=== Records for the task ===
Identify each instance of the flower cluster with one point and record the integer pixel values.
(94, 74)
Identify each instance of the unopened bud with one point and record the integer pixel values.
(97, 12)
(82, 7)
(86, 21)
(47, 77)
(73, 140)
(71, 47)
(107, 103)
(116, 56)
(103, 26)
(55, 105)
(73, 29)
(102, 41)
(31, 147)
===
Output each line of the data exactly as it stands above.

Identify each instance of the flower cluster with one point and record the integer pixel values.
(94, 74)
Identify each instance of the unopened bud with one point and record the integer pixel values.
(97, 12)
(82, 7)
(86, 21)
(47, 77)
(73, 140)
(71, 47)
(107, 103)
(116, 56)
(103, 26)
(55, 105)
(73, 29)
(102, 41)
(31, 147)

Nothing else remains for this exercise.